### Given text
★ ★ ★

Monday, February 16, 2009
With a looming March 31 deadline for automakers to submit restructuring plans to justify federal bailout money, GM and the other automakers are talking with the UAW. Apparently, the major sticking point at GM is the expensive retiree health care plan that the parties agreed to in 2007. Things are still murky, but it looks like both sides are working hard to reach an agreement. According to the New York Times:
G.M. will file what is expected to be the largest restructuring plan of its 100-year history on Tuesday . . . . The plan will outline in considerable detail, over as many as 900 pages, how G.M. will further cut its work force, shutter more factories in North America and reduce its lineup of brands to just four, from eight, according to executives knowledgeable about its contents. . . .
But G.M.’s plan to shrink its way to profitability will not mean much without an agreement with the U.A.W. On Monday, G.M. pressed union leaders in a meeting in Detroit for a deal on financing what was the centerpiece of the 2007 U.A.W. contract — a perpetual, G.M.-financed trust to cover health care costs of hundreds of thousands of retired hourly workers and their surviving spouses. Both sides were hopeful that either an agreement, or at least significant progress, might be achieved by the time G.M. submitted its plan, according to three people familiar with the substance of the negotiations. . . .
The company has already extended buyout offers to its entire United States unionized work force to reduce their ranks by another 20,000 jobs. It has also announced a 14 percent reduction in salaried workers around the world, leaving many of its white-collar workers in Detroit with limited prospects. The plan will also probably include revisions in executive compensation and targets for cutting dealers and brands like Saturn and Pontiac. . . .
The U.A.W. talks . . . have been constant since Saturday, when Ron Gettelfinger, the union’s president, at one point cut off discussions with G.M. — only to drive across town to take up the topic of retiree health care with Ford. Ford has not received government loans, so it is significant that the U.A.W. appears to believe it must address retiree health care at all three Detroit auto companies simultaneously.
G.M. has the most at stake with the U.A.W. Its future obligations for retiree health care are estimated at $47 billion, and by next year it is required by its contract to contribute more than $10 billion to the trust set up in 2007. The company, which nearly ran out of money before receiving the first $9.4 billion of its $13.4 billion in late December, is pressing the U.A.W. to accept stock for as much as 50 percent of its next contribution to the trust, according to two people knowledgeable about the discussions.

★ ★ ★

Recorded data
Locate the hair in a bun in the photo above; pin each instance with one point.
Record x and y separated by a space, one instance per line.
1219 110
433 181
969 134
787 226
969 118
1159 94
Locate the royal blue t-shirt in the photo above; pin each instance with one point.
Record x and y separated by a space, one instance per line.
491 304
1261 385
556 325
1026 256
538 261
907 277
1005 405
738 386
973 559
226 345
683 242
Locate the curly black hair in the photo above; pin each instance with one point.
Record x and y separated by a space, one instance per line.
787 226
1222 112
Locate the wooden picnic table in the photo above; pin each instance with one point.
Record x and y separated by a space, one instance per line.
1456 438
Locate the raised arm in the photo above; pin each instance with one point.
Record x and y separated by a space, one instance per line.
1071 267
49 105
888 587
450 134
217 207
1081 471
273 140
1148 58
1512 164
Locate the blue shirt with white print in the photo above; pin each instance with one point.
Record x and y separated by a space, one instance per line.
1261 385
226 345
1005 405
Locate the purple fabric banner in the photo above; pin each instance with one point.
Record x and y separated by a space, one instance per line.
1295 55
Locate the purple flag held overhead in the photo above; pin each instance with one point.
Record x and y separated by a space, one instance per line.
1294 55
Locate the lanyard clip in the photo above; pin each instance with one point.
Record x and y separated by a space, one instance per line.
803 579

★ ★ ★

### Problem to work on
Reproduce the passage above on GM's talks with the UAW word for word, starting at "The company has" and ending at "Pontiac. . . .".

### Solution for this problem
The company has already extended buyout offers to its entire United States unionized work force to reduce their ranks by another 20,000 jobs. It has also announced a 14 percent reduction in salaried workers around the world, leaving many of its white-collar workers in Detroit with limited prospects. The plan will also probably include revisions in executive compensation and targets for cutting dealers and brands like Saturn and Pontiac. . . .